**Work to be completed**
Set down all of the records below exactly, please, omitting the images.

Data items

***

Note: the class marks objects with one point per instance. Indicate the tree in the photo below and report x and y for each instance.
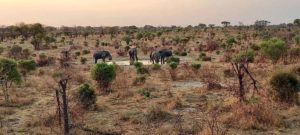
(27, 66)
(104, 74)
(38, 34)
(240, 65)
(86, 96)
(225, 23)
(297, 22)
(285, 86)
(9, 74)
(274, 48)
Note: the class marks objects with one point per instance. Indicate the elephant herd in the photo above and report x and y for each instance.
(155, 56)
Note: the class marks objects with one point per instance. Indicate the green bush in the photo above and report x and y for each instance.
(144, 92)
(156, 66)
(27, 66)
(274, 48)
(142, 70)
(245, 56)
(104, 74)
(285, 86)
(77, 53)
(196, 66)
(86, 96)
(83, 60)
(173, 59)
(1, 50)
(84, 52)
(206, 58)
(138, 64)
(173, 65)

***

**Result**
Note: the class marks objects with one point per instance. Indicate the tree in the photo below and report x and y for each instance.
(27, 66)
(104, 74)
(38, 34)
(240, 65)
(86, 96)
(225, 23)
(297, 22)
(285, 86)
(9, 74)
(274, 48)
Note: the class marks objects with one point per instance. Indicate the elephant herd in the photo above and report x and y for each instance.
(155, 56)
Note: the class marks objects with one point per instance. Indicate the green bush in the photo above and report x and y for each instance.
(144, 92)
(156, 66)
(27, 66)
(274, 48)
(142, 70)
(245, 56)
(104, 74)
(285, 86)
(77, 53)
(196, 66)
(86, 96)
(83, 60)
(173, 59)
(1, 50)
(84, 52)
(206, 58)
(138, 64)
(173, 65)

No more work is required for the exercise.